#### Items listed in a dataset
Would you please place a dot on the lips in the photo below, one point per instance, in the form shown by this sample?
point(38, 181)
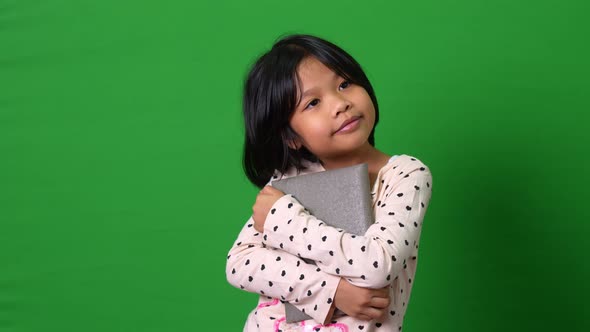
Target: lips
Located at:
point(347, 122)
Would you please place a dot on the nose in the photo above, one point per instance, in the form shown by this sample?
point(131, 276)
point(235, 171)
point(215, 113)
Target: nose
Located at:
point(342, 104)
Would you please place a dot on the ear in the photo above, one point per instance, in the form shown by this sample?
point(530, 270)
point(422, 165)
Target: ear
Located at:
point(294, 144)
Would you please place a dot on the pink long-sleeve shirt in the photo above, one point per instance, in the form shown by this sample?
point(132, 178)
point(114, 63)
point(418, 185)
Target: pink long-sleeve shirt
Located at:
point(270, 263)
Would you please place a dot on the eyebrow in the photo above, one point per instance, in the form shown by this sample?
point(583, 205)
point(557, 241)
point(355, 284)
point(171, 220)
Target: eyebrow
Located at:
point(309, 91)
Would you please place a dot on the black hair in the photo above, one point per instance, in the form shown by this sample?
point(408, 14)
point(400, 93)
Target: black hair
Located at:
point(270, 98)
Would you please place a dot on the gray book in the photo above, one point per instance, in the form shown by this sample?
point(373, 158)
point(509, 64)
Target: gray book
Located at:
point(341, 198)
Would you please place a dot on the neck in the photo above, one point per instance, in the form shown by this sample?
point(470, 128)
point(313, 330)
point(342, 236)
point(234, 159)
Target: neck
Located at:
point(368, 154)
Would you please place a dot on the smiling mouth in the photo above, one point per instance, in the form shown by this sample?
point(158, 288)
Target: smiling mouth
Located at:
point(349, 124)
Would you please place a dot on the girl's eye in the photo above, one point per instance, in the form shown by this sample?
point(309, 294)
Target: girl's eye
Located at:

#### Your goal
Each of the entries above must be copied exactly, but the pictures stay out.

#### Written response
Would you please place a dot on the lips in the photo below, one point per instance, in the form shown by this sample?
point(38, 181)
Target: lips
Located at:
point(347, 122)
Would you please place a dot on the nose in the photo above, one point per instance, in the form shown by this sample?
point(131, 276)
point(235, 171)
point(215, 113)
Target: nose
Located at:
point(342, 104)
Would you please place a dot on the ear in the photo above, one point per instance, in the form shown by this sample?
point(530, 270)
point(422, 165)
Target: ear
Located at:
point(294, 144)
Would you please place a dot on the pink long-sleeve shirt in the photo above, one point per instance, in the form shown by this sample?
point(132, 178)
point(114, 63)
point(418, 185)
Target: pink long-sleeve shirt
Located at:
point(270, 263)
Would you please place a dot on the eyebrow in the photo above, one point per instance, in the form shown by this sample?
point(583, 205)
point(557, 241)
point(355, 284)
point(171, 220)
Target: eyebrow
Located at:
point(309, 91)
Would you please place a dot on the black hair in the photo above, one point per instance, in the form shown by this sample?
point(408, 14)
point(400, 93)
Target: black hair
Located at:
point(270, 98)
Would you please place a dot on the gray book in the photo above, one point per instance, in the form shown by this sample?
point(373, 158)
point(509, 64)
Target: gray book
Located at:
point(341, 198)
Would you please place a dot on the neck in the photo above, one point per instance, in the form shown by this sample?
point(470, 128)
point(313, 330)
point(342, 236)
point(234, 159)
Target: neck
Located at:
point(368, 154)
Would you please place a dot on the smiling mouth in the photo above, one point per instance, in the form shown by this sample?
point(158, 288)
Target: smiling mouth
Located at:
point(349, 124)
Would you please place a dot on the girl's eye in the photo above, one point per instance, in the form shown by this sample?
point(309, 294)
Target: girl's eye
Located at:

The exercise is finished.